Position annotation entries:
-*-

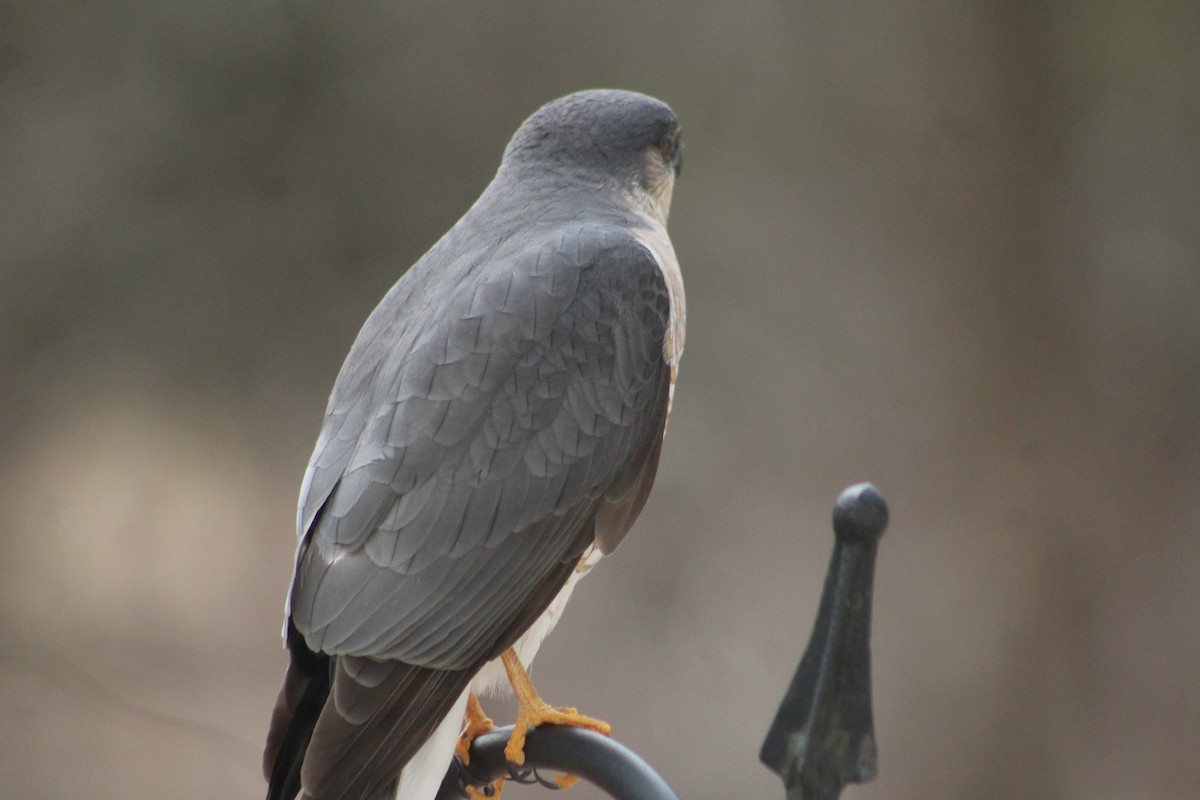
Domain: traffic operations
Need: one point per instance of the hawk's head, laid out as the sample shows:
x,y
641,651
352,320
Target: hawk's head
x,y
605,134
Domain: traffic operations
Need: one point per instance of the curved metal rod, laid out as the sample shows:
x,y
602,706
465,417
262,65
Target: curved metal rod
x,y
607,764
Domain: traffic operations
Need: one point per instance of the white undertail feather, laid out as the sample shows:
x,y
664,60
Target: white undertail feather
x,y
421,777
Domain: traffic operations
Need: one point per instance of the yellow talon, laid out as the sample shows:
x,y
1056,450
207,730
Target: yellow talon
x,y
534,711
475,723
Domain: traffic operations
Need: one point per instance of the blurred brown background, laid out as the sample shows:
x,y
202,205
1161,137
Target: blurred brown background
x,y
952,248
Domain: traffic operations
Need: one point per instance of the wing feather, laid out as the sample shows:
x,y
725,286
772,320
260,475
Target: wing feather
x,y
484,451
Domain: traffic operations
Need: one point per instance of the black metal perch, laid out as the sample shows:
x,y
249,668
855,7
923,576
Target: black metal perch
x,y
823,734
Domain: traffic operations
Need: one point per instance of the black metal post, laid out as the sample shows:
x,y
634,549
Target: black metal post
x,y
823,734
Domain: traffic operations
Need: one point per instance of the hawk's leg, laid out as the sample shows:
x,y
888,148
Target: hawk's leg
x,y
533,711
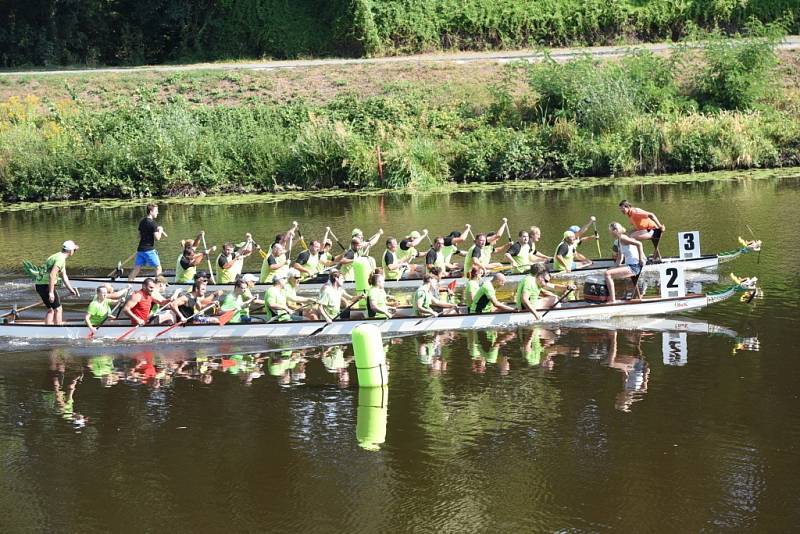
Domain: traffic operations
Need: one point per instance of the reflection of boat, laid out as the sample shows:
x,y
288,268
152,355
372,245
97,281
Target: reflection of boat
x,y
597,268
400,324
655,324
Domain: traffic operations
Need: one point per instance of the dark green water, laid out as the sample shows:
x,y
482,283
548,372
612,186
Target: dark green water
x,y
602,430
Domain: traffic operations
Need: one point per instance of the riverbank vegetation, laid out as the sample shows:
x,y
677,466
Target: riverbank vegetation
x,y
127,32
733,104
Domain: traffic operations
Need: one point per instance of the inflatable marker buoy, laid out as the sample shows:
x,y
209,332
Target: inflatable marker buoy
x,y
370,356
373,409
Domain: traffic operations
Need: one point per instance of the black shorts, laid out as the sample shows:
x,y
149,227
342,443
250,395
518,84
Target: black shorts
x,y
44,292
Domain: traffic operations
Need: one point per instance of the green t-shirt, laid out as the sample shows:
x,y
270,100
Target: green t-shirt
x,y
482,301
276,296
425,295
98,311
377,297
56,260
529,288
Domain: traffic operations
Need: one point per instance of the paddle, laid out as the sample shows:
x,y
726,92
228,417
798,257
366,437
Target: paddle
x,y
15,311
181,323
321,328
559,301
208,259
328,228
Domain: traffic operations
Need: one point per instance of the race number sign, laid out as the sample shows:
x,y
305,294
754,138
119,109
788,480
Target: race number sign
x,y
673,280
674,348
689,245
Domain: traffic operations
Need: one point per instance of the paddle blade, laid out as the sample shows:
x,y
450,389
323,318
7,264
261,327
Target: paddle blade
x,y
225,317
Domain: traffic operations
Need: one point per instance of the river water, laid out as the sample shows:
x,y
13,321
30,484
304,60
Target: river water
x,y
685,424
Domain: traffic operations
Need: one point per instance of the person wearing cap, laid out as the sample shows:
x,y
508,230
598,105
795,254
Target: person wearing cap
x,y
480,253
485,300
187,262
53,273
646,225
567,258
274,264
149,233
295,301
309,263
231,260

-*-

Pull out each line in the entries above that contains the word "undertail".

Need: one point per instance of the white undertail feather, laid out as the sample shows:
Target: white undertail feather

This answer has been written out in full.